(PASSAGE SHOWN):
_ _ _

Scaling Bitcoin workshop : Montreal 2015

Bitcoin block propagation iblt rusty russell

Rusty Russell

This is not what I do. But I was doing it anyway.

The problem is that blocks are transmitted in their entirety. If you have a 1 MB uplink and you're connecting to 8 peers, your first peer will see a 1MB block in about 66.8 seconds. And the last one will get it in 76.4 seconds, because we basically blast out blocks in parallel to our peers. Miners can solve this problem of slow block transmission by centralizing and all using the same pool.

That's not desirable, so it would be nice if we could take advantage of the redundancy in the same block. The worst case is that you create a block that nobody has seen before, but it does help for the normal case. A naieve approach is to send txid which potentially adds some roundtrip latency, so you want to avoid that.

The first approach to this was gavinandresen's O(1) block propagation using an invertible bloom lookup table. I google image searched for IBLT and that's what I got. An invertible bloom lookup table, basically what you do is you take.. you split your transactions into fragments that look like this, a fragment id, an index, and then the actual data. Those of you familiar with bloom tables will know that you take three hash functions, you throw the fragment into your bloom filter there, and then you keep a counter as well as XOR'ing in the data. Then do the same thing with the second fragment. You do that for all the fragments, you get something like this, which is basically an oversaturated bloom table and useless to everyone.

One side does that ofr the entire block; then the peer gets the equivalent IBLT and then XOR the main parts, you subtract the counters and get the difference, and hopefully that's not oversaturated. You extract the buckets. Buckets with -1: transaction not in block, and you remove that transaction from the IBLT. If the count is 1, then there's an unknown transaction in the block, so extract that. If you end up with an empty IBLT, you then try to form a block out of that. That's IBLT in a nutshell.

There are some minor improvements and optimizations on the original proposal that have been coded up. Use siphash not SHA256 for id (v. fast). Offset index by hash of id (decode ordering). etc.

More interestingly, creating this IBLT is really fast. It's O(number of transactions in the block). There's a twist that we use to make it O(n log n). Pieter Wuille suggested why don't we just this for encoding between peers, rather than the miner setting it up. You would use this to encode a block for each of your direct peers, potentially differently for each peer.

_ _ _

(RECORDED INFORMATION):
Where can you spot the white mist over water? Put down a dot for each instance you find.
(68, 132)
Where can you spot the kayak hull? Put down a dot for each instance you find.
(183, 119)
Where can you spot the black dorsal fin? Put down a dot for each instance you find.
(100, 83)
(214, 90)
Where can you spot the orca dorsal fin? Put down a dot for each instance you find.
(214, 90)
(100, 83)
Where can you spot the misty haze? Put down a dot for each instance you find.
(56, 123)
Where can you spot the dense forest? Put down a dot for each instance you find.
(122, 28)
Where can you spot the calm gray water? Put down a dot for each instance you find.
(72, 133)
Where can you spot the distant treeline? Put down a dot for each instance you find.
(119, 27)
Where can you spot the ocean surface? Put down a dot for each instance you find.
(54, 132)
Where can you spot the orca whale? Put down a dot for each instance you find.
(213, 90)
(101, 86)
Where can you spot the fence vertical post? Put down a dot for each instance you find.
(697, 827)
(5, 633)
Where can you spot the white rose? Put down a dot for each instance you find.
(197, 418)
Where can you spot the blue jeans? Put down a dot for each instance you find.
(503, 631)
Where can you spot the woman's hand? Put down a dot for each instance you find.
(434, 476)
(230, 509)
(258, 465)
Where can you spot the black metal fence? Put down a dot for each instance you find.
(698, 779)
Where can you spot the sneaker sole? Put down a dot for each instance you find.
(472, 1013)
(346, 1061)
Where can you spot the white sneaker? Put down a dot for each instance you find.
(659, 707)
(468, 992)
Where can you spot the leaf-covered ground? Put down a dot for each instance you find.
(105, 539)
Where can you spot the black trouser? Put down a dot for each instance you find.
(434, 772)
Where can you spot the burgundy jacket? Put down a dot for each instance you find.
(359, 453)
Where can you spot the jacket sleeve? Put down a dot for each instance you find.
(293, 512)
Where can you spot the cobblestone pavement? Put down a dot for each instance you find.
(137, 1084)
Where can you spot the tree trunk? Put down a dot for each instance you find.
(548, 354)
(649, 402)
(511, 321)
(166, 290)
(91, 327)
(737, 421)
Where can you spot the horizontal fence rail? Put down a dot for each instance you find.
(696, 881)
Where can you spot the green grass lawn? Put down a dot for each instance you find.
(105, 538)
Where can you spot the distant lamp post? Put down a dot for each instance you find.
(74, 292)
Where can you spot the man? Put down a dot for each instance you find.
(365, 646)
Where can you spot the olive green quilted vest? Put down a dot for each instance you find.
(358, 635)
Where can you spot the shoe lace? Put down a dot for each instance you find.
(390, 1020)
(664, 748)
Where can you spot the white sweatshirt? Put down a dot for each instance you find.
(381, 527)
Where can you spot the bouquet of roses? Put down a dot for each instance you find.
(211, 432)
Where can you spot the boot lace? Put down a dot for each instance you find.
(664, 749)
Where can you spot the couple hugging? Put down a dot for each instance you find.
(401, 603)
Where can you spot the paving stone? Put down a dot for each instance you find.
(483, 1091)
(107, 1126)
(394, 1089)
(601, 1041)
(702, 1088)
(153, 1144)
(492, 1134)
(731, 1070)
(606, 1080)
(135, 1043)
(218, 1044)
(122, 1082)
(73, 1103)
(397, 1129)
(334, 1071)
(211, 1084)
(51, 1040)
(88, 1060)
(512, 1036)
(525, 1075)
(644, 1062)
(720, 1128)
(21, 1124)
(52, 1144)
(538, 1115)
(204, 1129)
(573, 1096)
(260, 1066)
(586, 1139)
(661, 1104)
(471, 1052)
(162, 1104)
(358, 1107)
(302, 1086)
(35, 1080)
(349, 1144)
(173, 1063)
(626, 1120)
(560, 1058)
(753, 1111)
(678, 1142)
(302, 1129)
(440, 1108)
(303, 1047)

_ _ _

(TASKS):
(1) Copy the IBLT block propagation talk from "Scaling Bitcoin workshop" to "to avoid that.".
(2) Answer these questions using the IBLT block propagation talk:
(a) With a 1 MB uplink and 8 peers, how long does the first peer take to see a 1MB block?
(b) Which hash function replaces SHA256 for the id?
(c) Who suggested using the IBLT for encoding between peers?
(3) Write the next part of the IBLT block propagation talk, beginning after its final sentence.

(TASK RESULTS):
(1)
Scaling Bitcoin workshop : Montreal 2015

Bitcoin block propagation iblt rusty russell

Rusty Russell

This is not what I do. But I was doing it anyway.

The problem is that blocks are transmitted in their entirety. If you have a 1 MB uplink and you're connecting to 8 peers, your first peer will see a 1MB block in about 66.8 seconds. And the last one will get it in 76.4 seconds, because we basically blast out blocks in parallel to our peers. Miners can solve this problem of slow block transmission by centralizing and all using the same pool.

That's not desirable, so it would be nice if we could take advantage of the redundancy in the same block. The worst case is that you create a block that nobody has seen before, but it does help for the normal case. A naieve approach is to send txid which potentially adds some roundtrip latency, so you want to avoid that.

(2)
(a) About 66.8 seconds.
(b) Siphash.
(c) Pieter Wuille.

(3)
So the question comes down to scaling. How well does this approach scale? It scales with the differences in mempool with some factor. There's some encoding penalty (1-2.2x) for throwing these transactions into IBLT. It depends on whether they are missing. The differences in mempool scales with transaction rate. As more transactions go through, the more likely you are to have missing transactions in someone else's mempool.

The issue that comes up is that this helps against centralization in one sense, because there's less pressure on miners to collaborate into single pools because they have faster block transmission. But it does put pressure on homogenization, because this approach works best if mempools are identical, which might open the door to things like censorship.

We really wanted a tradeoff. You do need some heuristic about which transactions are going to be in the block. You can't put the entire mempool into the IBLT. So you're going to need some heuristics, but we need a compact heuristic for them to get an idea about the kinds of things they should put into their IBLT. As efficient as possible.

So this is what we came up with. You first send your minimum satoshi per byte or per kilobyte or whatever scale it is. This assumes that miners are profit-maximizing, that if they find a transaction that pays more than some rate, they will include it. And then they include transactions which are below that rate (priority line perhaps), or some that were above the threshold but I didn't include those.

Even if you have 1 million transactions in your mempool, it is still only going to cost 20 bits for each of those 1 million transactions. Those are actually pretty cheap to transmit these.

About six months ago, I hacked up bitcoind to dump mempools every time it receives a transaction and block. I ran a node in Singapore, one in Australia, two in San Francisco one of which is on the relay network. I have up on github, a bitcoin corpus of a week of mempool data for all of these nodes https://github.com/rustyrussell/bitcoin-corpus - if we used 128 byte fragment size, it seems to be the ballpark right size, instead of transmitting everything to everyone else, we send, and this is best case, this is the smallest possible IBLT and still get the data across, we would still get 3% of that. Best possible case is 15.4 MB instead of 482.3 MB.

I got lucky, and there's a streak of "stress testing" on the network, random fluctuations on the network that cause full blocks.

Canonical block ordering; IBLT doesn't encode the order. Gavin suggested that you pick an arbitrary order and you have to keep that order so that you don't have to transmit that information. We could order by fee per kilobyte, if we're picking an arbitrary order anyway. There are a couple things that we could do there. If you had a commitment to the minimal fee value and the number of transactions above or below, it would allow some fee determination for SPV. If you put in the number of transactions or blocks that are dependent, you could SPV prove that the value is correct. A commitment like that would allow a lightweight wallet to have some insight into fee levels for fee estimation reasons, which is really interesting.

There is also the idea of propagating weak blocks (near blocks). If it's 1/20th of the difficulty target, they broadcast that, so you get a series of weak blocks before you get a real block. When you send a block, you encode it by referring to a previous weak block: just encode the differences since then. If you could update and represent whole ranges since the last block, that's more likely to be workable if you had ordered by fee per byte anyway.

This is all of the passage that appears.